WRITTEN TASK -> Select every line below that contains the word "yellow", and copy each one out.

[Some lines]
________________________
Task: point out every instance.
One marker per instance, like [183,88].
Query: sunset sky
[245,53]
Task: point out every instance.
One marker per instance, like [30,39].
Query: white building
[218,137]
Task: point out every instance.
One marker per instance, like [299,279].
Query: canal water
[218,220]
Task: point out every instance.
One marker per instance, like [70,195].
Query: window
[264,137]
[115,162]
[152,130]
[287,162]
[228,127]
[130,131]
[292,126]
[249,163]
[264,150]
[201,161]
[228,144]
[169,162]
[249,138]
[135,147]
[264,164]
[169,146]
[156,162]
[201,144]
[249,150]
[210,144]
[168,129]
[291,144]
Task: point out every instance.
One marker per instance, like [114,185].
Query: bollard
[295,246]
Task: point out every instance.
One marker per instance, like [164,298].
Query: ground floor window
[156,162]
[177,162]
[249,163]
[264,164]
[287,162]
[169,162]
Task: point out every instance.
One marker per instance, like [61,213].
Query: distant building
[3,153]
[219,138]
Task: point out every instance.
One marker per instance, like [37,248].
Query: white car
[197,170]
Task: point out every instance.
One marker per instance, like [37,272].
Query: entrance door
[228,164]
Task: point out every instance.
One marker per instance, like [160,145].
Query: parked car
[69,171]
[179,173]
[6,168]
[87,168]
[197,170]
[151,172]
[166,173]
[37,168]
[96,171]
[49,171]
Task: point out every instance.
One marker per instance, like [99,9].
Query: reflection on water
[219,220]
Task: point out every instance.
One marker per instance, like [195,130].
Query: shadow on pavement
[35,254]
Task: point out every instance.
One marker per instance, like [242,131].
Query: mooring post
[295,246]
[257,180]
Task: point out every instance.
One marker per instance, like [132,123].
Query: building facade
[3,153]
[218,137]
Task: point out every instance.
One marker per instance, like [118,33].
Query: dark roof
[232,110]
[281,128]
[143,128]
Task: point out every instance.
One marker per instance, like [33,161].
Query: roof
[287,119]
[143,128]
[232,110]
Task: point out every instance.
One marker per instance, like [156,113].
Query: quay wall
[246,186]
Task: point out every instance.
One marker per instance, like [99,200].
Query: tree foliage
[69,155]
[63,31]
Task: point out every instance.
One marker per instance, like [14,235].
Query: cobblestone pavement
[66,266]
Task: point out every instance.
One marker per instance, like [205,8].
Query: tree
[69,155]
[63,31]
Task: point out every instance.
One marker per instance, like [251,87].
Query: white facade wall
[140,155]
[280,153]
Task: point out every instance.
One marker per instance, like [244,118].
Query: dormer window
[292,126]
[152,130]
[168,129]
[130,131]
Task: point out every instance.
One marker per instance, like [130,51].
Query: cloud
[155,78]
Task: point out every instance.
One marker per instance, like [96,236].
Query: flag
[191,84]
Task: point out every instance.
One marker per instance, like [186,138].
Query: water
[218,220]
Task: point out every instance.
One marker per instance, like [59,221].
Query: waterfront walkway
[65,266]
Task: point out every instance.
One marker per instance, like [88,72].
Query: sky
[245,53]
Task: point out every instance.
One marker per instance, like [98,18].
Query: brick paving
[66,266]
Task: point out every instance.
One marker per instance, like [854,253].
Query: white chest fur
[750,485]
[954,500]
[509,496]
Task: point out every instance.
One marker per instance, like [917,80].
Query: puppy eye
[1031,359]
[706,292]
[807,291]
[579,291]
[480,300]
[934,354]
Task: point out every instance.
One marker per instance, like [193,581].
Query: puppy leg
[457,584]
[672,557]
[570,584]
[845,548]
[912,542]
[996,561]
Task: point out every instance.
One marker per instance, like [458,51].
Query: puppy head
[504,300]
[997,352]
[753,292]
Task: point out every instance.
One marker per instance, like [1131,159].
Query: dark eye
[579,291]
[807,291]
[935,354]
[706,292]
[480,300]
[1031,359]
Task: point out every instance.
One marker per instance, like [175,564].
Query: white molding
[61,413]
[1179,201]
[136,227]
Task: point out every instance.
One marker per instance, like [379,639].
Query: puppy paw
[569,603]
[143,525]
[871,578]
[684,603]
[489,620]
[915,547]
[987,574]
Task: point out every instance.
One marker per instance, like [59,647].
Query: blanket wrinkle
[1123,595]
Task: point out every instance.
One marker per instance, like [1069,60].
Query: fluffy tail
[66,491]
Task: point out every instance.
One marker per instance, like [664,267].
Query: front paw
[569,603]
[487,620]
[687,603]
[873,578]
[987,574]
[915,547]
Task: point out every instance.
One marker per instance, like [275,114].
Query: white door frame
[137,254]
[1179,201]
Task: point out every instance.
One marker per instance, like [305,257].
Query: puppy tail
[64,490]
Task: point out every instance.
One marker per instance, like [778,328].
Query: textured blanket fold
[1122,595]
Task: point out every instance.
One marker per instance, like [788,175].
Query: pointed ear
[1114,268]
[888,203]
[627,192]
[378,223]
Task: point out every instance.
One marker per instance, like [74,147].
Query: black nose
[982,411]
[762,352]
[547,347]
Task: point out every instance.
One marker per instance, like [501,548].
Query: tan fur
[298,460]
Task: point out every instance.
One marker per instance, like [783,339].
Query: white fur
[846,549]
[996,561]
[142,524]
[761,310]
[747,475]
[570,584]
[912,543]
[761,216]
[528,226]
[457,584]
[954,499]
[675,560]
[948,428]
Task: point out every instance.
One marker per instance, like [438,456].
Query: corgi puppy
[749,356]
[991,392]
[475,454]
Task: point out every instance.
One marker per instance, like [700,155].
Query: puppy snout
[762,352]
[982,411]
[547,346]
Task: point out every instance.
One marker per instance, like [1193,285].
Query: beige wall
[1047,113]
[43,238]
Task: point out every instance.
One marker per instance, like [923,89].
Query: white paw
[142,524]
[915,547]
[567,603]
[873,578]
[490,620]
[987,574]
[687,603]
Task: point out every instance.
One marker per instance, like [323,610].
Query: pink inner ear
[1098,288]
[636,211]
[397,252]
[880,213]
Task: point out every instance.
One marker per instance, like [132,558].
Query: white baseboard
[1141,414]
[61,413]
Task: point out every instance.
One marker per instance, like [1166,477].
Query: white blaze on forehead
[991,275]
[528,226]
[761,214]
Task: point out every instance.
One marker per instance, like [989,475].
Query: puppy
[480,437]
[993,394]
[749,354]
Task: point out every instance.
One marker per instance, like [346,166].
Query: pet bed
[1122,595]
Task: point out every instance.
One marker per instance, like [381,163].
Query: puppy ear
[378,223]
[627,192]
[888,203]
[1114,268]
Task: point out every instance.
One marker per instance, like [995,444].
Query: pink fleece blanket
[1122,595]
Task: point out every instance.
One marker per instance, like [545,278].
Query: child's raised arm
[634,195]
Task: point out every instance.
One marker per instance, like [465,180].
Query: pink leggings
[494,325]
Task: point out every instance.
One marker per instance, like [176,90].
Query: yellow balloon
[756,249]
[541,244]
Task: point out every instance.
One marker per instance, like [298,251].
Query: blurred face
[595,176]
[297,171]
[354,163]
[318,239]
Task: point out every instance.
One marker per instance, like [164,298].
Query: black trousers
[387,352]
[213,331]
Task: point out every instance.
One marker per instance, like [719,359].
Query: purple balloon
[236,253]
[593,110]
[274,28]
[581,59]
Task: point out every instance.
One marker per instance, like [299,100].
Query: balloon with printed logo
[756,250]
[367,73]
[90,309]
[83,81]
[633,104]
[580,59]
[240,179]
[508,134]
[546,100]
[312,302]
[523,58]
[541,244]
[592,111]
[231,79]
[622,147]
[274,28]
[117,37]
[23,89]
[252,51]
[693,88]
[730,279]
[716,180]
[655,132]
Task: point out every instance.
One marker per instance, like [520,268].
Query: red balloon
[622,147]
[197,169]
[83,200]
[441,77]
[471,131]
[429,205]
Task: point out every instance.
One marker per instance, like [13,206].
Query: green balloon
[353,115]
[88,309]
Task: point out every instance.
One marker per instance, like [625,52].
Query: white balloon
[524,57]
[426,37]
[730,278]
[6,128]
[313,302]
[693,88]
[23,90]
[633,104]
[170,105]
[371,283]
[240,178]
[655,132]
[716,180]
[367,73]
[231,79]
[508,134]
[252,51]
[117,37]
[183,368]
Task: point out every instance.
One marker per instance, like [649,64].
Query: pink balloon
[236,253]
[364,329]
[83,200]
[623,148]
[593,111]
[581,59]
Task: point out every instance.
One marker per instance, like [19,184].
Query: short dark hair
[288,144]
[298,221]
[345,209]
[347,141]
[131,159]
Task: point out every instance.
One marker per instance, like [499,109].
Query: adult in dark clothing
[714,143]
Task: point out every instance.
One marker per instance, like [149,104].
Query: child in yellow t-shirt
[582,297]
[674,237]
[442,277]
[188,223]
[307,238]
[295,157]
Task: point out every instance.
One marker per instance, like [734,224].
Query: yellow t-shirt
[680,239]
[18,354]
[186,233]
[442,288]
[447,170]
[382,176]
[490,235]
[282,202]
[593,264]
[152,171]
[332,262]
________________________
THE RESULT ->
Query: yellow balloon
Query: child in yellow t-shirt
Query: yellow t-shirt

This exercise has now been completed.